Raw data:
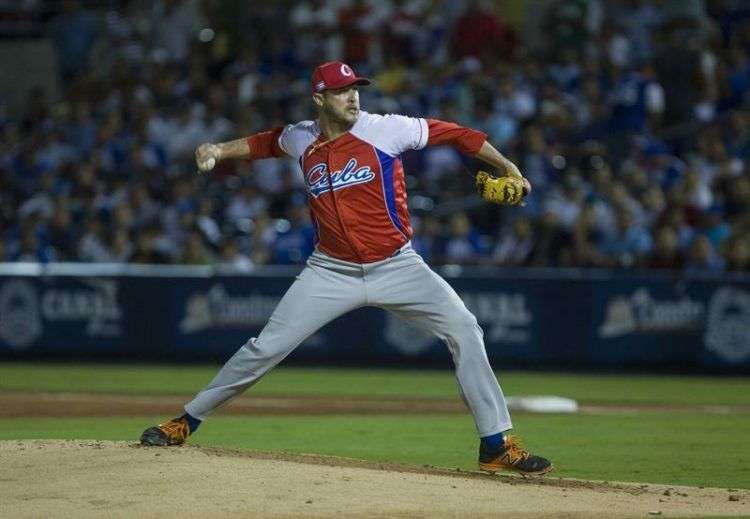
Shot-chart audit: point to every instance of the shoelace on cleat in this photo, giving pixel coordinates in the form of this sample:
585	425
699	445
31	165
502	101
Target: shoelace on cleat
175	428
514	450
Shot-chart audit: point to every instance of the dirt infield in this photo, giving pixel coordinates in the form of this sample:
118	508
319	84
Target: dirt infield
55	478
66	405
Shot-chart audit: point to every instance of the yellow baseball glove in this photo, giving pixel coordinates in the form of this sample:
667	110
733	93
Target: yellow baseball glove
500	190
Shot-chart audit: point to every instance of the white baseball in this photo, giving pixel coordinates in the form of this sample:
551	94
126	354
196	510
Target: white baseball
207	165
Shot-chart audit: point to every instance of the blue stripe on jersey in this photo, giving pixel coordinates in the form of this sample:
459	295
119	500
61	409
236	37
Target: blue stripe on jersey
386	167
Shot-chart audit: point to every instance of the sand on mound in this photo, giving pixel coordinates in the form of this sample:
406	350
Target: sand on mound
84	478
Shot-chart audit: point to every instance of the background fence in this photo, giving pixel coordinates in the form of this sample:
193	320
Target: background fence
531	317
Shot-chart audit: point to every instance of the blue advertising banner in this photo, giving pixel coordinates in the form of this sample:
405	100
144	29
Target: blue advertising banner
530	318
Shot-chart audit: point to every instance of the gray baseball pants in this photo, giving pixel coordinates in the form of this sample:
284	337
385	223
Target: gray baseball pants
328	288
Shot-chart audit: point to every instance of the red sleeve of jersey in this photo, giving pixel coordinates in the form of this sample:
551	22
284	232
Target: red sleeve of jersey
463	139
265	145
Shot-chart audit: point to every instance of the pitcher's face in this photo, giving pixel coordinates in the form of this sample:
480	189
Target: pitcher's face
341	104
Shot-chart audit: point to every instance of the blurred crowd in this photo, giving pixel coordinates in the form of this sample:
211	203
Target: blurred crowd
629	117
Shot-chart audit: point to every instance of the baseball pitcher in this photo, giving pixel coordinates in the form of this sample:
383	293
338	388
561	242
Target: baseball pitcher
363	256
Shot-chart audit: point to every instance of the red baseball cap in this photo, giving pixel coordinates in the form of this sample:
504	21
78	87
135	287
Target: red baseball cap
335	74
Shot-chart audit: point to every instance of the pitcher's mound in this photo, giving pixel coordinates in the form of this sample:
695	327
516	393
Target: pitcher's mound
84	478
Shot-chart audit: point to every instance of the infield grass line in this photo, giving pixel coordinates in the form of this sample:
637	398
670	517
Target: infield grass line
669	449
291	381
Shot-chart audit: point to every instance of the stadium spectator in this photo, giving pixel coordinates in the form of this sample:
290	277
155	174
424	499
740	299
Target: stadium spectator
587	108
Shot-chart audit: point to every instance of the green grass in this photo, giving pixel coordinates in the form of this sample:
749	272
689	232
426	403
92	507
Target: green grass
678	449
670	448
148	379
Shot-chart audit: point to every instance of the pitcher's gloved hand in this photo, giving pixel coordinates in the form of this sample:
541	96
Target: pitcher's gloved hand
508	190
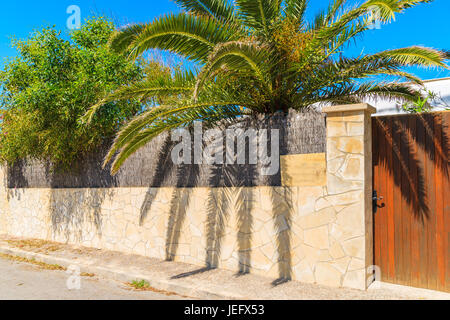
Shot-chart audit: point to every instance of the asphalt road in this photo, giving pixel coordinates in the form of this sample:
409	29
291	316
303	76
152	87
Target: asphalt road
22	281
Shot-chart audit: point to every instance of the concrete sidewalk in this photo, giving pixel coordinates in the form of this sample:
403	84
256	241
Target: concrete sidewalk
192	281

---

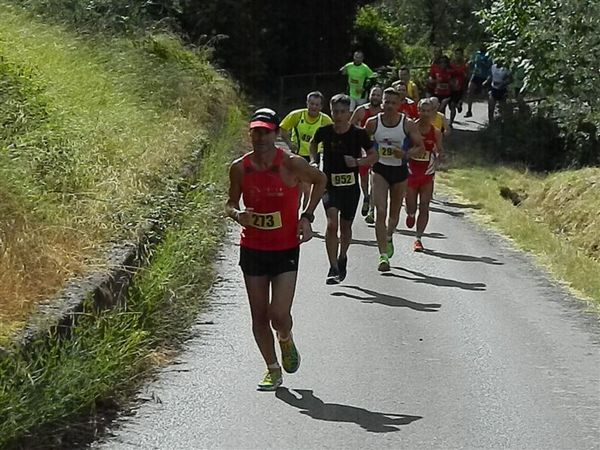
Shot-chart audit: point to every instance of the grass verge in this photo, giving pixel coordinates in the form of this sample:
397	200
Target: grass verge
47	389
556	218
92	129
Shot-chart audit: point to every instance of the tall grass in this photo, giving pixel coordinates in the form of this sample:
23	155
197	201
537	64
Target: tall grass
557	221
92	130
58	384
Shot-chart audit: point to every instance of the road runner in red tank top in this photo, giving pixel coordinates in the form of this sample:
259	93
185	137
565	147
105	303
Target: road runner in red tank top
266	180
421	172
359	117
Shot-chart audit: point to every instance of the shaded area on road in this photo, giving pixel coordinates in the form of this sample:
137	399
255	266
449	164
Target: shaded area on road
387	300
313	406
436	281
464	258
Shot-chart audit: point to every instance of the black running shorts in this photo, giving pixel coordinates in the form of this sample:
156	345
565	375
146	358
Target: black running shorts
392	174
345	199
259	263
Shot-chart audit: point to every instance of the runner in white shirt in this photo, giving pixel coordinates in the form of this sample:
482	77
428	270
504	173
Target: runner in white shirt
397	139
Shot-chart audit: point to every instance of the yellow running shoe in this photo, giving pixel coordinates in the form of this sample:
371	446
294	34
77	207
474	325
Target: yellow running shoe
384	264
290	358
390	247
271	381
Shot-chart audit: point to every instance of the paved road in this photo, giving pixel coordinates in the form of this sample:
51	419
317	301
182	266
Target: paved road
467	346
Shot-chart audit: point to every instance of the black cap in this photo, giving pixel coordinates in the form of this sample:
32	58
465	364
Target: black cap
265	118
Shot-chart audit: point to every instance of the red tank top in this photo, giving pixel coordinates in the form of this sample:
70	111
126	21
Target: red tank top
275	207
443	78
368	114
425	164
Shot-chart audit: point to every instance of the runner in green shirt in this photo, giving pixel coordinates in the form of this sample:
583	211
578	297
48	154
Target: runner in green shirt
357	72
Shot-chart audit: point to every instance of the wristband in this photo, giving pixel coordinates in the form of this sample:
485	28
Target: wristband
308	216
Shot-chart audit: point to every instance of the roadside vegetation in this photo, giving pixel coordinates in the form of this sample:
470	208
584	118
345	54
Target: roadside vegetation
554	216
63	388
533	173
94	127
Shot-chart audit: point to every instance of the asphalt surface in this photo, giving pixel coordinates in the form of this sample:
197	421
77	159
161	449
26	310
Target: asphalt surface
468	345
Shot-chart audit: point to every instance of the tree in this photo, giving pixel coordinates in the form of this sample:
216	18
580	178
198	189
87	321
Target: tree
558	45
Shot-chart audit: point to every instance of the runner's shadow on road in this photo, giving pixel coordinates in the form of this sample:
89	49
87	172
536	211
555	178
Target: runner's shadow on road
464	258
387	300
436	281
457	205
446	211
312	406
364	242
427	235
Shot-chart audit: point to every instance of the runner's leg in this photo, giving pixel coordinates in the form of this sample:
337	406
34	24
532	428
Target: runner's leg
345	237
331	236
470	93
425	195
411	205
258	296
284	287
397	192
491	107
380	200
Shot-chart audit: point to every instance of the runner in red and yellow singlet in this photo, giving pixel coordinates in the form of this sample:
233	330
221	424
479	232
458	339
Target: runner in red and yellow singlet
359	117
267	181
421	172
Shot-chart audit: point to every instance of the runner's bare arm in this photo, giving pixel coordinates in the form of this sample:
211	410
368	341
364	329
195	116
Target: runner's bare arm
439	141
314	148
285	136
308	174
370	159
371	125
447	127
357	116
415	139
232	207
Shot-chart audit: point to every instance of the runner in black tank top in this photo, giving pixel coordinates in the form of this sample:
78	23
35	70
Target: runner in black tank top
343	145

...

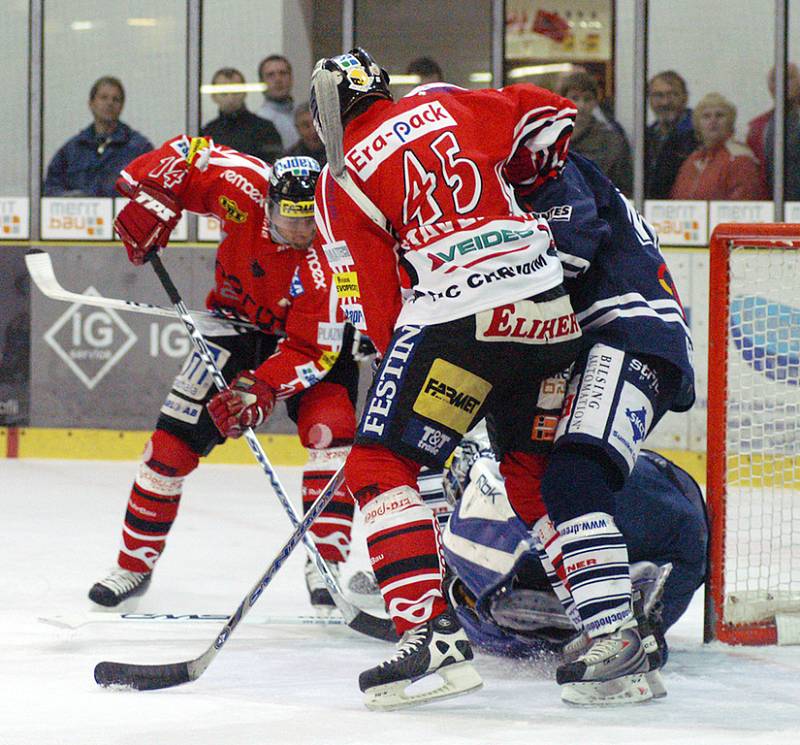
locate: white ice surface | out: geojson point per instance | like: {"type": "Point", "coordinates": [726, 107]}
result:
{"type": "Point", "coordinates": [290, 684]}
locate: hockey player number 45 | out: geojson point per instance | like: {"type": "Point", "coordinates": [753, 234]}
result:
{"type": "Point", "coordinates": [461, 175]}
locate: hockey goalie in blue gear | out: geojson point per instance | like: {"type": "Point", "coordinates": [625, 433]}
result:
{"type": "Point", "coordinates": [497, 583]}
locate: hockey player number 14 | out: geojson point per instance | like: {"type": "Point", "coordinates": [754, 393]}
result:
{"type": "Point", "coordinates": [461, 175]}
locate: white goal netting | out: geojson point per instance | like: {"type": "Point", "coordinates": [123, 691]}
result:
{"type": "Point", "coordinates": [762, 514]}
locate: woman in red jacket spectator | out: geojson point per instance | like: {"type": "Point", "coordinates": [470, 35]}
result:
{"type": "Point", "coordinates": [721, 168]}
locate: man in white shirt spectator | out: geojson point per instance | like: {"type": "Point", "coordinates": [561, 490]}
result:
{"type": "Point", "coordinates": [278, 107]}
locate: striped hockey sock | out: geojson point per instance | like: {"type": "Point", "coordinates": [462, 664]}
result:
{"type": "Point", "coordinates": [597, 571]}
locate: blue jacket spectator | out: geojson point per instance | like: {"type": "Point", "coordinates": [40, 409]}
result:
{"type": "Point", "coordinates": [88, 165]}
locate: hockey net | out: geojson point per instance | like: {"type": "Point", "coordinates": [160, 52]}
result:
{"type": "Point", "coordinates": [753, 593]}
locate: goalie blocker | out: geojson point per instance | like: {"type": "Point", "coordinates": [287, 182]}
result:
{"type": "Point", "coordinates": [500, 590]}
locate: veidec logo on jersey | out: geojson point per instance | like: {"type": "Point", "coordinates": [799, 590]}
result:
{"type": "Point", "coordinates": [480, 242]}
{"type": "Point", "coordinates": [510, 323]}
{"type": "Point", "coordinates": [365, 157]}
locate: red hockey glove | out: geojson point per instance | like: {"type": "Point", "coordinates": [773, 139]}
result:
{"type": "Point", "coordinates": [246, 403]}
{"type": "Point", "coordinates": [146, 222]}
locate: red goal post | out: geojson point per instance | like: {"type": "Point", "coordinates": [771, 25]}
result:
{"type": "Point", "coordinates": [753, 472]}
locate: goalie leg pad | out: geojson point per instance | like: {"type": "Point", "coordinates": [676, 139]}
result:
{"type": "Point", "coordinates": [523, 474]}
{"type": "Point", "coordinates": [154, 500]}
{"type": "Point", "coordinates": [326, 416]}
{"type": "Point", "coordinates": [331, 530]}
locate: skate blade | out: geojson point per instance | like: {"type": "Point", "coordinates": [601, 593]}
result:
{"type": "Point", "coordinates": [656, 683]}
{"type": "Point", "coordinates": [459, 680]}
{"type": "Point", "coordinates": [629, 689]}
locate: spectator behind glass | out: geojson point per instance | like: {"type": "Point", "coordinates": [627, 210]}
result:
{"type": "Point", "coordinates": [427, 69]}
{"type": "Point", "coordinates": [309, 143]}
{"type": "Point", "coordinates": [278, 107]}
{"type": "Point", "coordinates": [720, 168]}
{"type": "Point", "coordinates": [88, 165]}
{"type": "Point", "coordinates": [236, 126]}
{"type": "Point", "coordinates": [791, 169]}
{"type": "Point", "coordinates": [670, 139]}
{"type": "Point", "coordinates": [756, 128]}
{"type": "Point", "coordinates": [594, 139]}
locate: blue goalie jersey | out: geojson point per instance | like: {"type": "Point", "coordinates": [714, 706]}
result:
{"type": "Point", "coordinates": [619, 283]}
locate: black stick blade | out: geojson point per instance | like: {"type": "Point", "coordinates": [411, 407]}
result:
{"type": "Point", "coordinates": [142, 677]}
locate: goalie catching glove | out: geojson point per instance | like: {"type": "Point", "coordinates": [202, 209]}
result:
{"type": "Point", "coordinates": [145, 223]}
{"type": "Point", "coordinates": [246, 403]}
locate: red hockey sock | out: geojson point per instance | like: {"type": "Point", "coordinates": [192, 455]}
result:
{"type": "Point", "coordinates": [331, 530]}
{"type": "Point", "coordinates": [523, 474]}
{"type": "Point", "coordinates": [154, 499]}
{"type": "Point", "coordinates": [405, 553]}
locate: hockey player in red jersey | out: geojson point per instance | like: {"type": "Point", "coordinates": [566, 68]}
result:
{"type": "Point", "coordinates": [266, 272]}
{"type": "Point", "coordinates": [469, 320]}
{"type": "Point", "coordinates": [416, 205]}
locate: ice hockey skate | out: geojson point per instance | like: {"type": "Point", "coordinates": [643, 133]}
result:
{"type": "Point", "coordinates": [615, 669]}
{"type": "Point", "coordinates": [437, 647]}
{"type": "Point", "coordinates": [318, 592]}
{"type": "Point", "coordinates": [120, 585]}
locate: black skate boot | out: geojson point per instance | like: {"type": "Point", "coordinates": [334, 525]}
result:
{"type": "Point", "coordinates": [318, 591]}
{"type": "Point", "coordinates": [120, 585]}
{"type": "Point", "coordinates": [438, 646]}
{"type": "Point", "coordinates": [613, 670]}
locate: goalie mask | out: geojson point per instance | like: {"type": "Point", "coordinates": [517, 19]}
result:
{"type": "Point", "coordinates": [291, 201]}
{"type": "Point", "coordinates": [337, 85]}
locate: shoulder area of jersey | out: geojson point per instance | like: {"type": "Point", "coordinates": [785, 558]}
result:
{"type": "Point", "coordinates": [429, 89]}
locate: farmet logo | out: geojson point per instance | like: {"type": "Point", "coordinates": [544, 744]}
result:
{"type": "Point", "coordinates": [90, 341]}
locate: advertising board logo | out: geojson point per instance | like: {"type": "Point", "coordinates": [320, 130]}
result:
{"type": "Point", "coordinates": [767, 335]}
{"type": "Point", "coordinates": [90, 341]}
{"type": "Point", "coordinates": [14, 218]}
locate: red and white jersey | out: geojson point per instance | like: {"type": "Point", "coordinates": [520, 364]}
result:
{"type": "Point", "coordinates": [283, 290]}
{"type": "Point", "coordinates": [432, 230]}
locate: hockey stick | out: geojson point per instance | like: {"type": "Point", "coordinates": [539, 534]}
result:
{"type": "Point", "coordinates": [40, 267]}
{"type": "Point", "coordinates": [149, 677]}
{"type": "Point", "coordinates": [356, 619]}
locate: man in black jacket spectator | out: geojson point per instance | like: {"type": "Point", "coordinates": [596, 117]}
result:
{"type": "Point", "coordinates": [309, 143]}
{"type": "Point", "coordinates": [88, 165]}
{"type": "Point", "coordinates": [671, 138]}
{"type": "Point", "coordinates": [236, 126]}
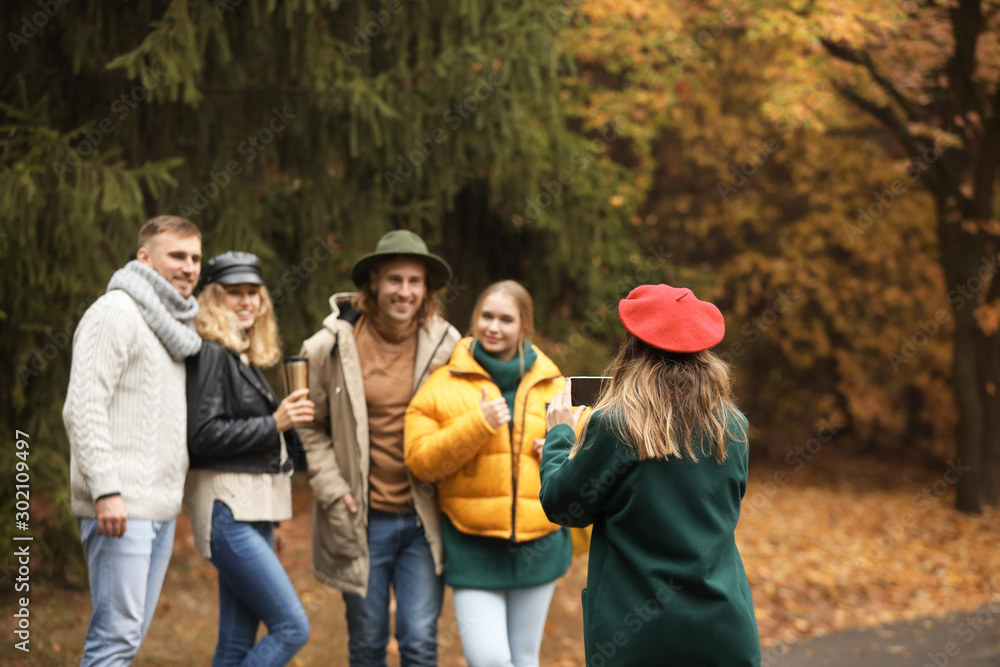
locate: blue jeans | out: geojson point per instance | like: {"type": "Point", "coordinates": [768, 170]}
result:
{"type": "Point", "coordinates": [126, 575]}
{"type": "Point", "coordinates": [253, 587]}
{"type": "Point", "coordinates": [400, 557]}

Request:
Pull out every line of the records above that contains the word "crowd", and copy each of those lines in full.

The reply:
Shot-chart audit: point to every instance of the blurred crowd in this photo, giving pixel coordinates in the form of this sample:
Target: blurred crowd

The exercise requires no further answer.